====== TRECHO DA PÁGINA ======
O Derby está irreconhecível
“Minha senhora, a senhora não sabe o que é um Palmeiras e Corinthians”.
Sempre que um Derby se aproxima é retomada a clássica cena de “Boleiros”, filme de Ugo Giorgetti, em que Lima Duarte, interpretando Oswaldo Brandão, invade um quarto de hotel para flagrar uma suposta infiltrada enviada por corintianos para subverter a concentração do centroavante palmeirense na véspera de um clássico e ao não conseguir o esperado “flagrante”, adverte a sedutora, interpretada por Marisa Orth, com a frase acima.

De fato, de um lado ao outro, principalmente entre torcedores, todos sabem o que é um Palmeiras e Corinthians. É o Derby, é o jogo que para a cidade e até quem não torce para os envolvidos, é a partida que o palmeirense mais gosta de celebrar e ao mesmo tempo a que mais tem raiva de lamentar e o mesmo serve para o corintiano.
Porém, o Derby que seria motivo de expectativa em qualquer outra situação se tornou algo irreconhecível por ser disputado no momento mais trágico do país neste século e talvez na história.
Apesar dos mais de 96 mil mortos e mais de 2,5 milhões de infectados pelo novo coronavírus no país, Palmeiras e Corinthians entrarão em campo para disputar o Campeonato Paulista da pandemia.
Realmente vale tudo num Palmeiras e Corinthians?
Ignorar o momento pelo qual passa o mundo para retomar o futebol é descabido. Retomar o futebol com protocolos de “faz-de-conta”, como ficou demonstrado na reunião em que o presidente corintiano afirmou que não testará seus jogadores porque o presidente palmeirense liberou seus atletas do confinamento, é irresponsável.
Fazer todo esse circo enquanto milhares morrem e outros milhões sofrem as consequências da pandemia parece no mínimo egoísta. Em São Paulo, não se cometeu a indecência de jogar futebol ao lado de um hospital de campanha, mas não custa lembrar que o estado é o epicentro da epidemia brasileira sendo o mais atingido com o maior número de contaminados e mortos.
====== DADOS BRUTOS ======
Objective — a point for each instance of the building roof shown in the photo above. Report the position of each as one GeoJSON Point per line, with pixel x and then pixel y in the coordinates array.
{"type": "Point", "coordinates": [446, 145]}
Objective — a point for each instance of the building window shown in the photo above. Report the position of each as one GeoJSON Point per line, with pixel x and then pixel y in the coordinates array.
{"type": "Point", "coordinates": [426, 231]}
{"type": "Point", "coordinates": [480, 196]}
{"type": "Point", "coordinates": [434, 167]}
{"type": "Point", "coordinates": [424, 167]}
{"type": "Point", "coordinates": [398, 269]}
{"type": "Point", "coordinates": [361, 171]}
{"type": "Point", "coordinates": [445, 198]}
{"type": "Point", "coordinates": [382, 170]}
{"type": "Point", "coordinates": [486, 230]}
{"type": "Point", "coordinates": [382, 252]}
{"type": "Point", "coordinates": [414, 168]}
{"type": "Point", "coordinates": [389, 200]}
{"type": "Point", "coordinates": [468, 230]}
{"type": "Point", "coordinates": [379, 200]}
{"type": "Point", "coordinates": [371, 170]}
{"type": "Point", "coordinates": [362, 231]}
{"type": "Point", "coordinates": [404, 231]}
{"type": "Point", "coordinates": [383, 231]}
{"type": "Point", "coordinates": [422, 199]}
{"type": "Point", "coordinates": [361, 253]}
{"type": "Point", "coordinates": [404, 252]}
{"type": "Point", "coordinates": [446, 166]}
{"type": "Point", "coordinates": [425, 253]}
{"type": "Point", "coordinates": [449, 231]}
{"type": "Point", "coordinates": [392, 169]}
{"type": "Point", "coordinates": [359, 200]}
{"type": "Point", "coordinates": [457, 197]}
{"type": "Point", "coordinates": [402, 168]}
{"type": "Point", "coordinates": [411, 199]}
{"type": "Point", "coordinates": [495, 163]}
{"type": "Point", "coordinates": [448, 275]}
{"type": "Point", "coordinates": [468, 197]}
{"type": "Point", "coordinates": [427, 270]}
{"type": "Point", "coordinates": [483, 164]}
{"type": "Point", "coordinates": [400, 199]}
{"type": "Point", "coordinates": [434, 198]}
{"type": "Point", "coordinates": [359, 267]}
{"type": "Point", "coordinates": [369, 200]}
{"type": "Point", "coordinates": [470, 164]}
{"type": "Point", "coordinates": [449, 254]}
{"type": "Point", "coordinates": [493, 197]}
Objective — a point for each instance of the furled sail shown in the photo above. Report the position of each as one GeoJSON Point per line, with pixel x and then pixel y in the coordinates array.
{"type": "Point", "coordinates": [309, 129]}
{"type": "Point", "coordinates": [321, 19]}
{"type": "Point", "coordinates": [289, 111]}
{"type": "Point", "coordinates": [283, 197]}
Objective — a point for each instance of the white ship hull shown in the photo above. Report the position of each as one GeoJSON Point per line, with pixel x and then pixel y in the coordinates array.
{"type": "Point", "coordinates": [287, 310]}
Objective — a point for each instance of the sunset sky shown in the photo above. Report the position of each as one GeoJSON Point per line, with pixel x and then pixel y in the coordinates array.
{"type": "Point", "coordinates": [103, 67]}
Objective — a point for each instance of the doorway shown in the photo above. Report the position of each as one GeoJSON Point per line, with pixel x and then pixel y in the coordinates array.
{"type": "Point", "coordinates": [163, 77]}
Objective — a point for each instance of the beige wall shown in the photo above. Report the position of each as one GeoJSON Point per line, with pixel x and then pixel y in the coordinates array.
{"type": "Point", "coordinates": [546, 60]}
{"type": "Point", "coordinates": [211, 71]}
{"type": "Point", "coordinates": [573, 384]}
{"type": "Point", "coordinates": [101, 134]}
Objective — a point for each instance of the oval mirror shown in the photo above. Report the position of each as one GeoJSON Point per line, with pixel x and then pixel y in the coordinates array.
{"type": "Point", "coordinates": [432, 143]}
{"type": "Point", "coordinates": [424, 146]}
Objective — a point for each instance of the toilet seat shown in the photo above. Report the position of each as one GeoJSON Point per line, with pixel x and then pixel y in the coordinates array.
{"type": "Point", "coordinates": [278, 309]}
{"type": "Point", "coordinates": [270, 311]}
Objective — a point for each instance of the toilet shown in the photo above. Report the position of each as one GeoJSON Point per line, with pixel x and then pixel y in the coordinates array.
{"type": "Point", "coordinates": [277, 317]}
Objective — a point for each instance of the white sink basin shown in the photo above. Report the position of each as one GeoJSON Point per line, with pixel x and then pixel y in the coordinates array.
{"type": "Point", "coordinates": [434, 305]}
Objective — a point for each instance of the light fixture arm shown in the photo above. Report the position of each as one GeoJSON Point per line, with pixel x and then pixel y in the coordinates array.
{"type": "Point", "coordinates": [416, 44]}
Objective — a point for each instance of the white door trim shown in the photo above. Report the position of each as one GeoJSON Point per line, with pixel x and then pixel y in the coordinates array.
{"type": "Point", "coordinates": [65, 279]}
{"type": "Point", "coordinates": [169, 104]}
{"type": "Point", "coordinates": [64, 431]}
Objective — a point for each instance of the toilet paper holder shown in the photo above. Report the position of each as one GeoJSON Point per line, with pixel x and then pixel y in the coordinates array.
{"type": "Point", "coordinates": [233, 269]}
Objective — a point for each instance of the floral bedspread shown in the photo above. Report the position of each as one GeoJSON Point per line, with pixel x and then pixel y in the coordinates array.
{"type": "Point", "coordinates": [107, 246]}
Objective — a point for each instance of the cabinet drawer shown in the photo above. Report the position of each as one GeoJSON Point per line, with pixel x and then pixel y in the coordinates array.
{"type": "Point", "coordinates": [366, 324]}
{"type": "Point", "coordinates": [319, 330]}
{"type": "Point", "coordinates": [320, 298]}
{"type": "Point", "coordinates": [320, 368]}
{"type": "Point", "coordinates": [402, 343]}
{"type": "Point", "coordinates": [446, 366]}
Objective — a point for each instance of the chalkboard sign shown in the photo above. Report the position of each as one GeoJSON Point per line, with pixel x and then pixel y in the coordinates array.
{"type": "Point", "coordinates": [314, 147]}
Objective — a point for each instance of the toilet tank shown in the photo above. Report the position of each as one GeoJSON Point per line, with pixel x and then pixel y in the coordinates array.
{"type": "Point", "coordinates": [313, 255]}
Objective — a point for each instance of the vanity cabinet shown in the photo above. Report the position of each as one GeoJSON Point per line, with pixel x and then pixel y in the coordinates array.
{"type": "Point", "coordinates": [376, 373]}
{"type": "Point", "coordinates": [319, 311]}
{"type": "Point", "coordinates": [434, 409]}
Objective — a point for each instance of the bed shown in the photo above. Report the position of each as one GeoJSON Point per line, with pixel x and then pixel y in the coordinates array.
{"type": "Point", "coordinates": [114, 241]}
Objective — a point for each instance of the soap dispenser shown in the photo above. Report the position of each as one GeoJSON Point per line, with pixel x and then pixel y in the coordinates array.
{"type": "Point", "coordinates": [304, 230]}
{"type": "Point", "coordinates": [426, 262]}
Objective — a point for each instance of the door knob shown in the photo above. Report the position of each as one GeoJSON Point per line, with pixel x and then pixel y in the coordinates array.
======
No texto sobre o Derby, qual ator interpreta Oswaldo Brandão no filme “Boleiros”?

Lima Duarte.